**What is being asked**
After locating the line with "Reviewer note: see that each instance of the tie", reproduce that line and every one following it exactly, up to the end of the entries.
Recorded data START
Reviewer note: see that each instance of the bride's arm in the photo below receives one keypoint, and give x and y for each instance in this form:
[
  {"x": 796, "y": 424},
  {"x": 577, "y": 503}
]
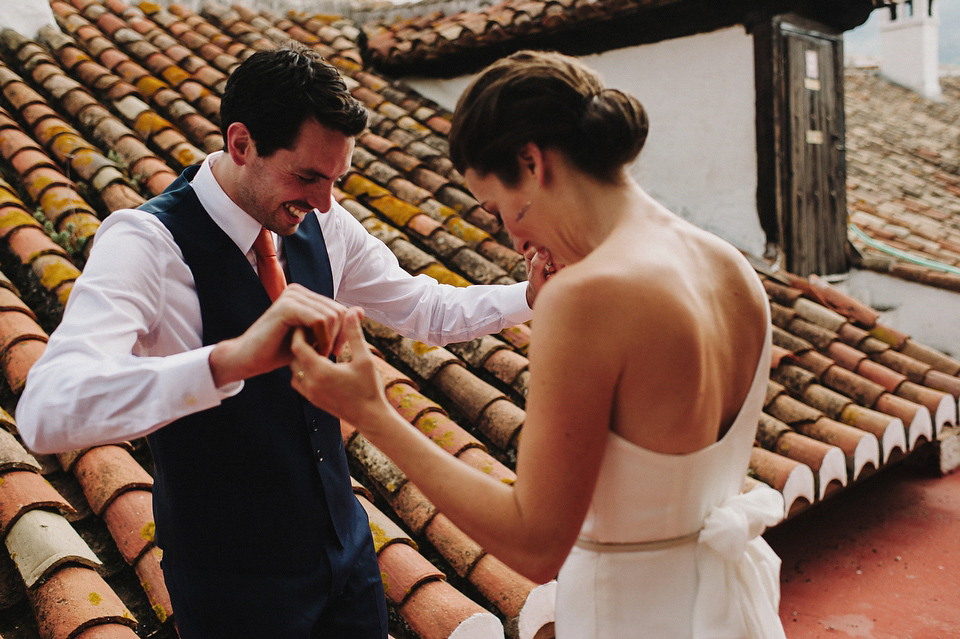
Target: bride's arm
[{"x": 531, "y": 525}]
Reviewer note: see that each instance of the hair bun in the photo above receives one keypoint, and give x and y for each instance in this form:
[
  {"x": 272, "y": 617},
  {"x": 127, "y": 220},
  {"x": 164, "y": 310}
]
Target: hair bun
[{"x": 614, "y": 124}]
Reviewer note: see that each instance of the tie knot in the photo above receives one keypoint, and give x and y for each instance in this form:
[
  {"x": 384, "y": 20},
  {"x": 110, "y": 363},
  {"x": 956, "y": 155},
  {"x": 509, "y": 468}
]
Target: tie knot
[{"x": 263, "y": 246}]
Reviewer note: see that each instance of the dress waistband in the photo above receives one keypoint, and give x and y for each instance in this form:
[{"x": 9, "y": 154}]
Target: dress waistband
[{"x": 637, "y": 546}]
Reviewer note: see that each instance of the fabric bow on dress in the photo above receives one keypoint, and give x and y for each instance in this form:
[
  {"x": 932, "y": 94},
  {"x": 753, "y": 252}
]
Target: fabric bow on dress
[{"x": 743, "y": 568}]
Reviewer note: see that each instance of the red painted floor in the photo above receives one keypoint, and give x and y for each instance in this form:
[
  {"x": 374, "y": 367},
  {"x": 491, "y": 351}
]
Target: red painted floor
[{"x": 877, "y": 561}]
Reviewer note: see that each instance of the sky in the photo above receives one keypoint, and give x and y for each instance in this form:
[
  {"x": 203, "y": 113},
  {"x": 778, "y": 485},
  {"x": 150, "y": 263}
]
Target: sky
[{"x": 865, "y": 40}]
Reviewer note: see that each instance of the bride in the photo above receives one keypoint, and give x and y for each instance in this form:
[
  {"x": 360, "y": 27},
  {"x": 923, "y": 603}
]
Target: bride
[{"x": 648, "y": 362}]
Recorded data END
**Answer to the exercise**
Reviewer note: see that each instance of the tie knot in the photo above receives one keypoint, and give x and y for each instance in this form:
[
  {"x": 384, "y": 20},
  {"x": 110, "y": 363},
  {"x": 956, "y": 155},
  {"x": 509, "y": 468}
]
Target: tie knot
[{"x": 263, "y": 246}]
Reviewer note: see that each instance of the dress waistband in the photo above receives one keypoint, and give x and y for each instance in this form:
[{"x": 9, "y": 154}]
Target: dress waistband
[{"x": 637, "y": 546}]
Reviewer note: see that each instance of the fabric bow on dress in the photo above receives one keypoint, and give x and y for each instance in this form:
[
  {"x": 932, "y": 94},
  {"x": 753, "y": 252}
]
Target: fabric bow on dress
[{"x": 743, "y": 568}]
Reviewer note: see that each instance of the red painted floor in the photo above receives one keypoint, and give x and y for each instance in this form:
[
  {"x": 374, "y": 367},
  {"x": 491, "y": 351}
]
Target: red painted floor
[{"x": 877, "y": 561}]
Reviewer note: see that each instance of the sky in the photo above receives one keypoint, and give x and y for each instance in this form:
[
  {"x": 203, "y": 113},
  {"x": 778, "y": 485},
  {"x": 150, "y": 263}
]
Target: sky
[{"x": 865, "y": 40}]
Reviewer note: see that each instance of the bride in the photo above receives one keypoint, and give x and y for each instance in this form:
[
  {"x": 360, "y": 27},
  {"x": 923, "y": 603}
]
Target: bride
[{"x": 648, "y": 362}]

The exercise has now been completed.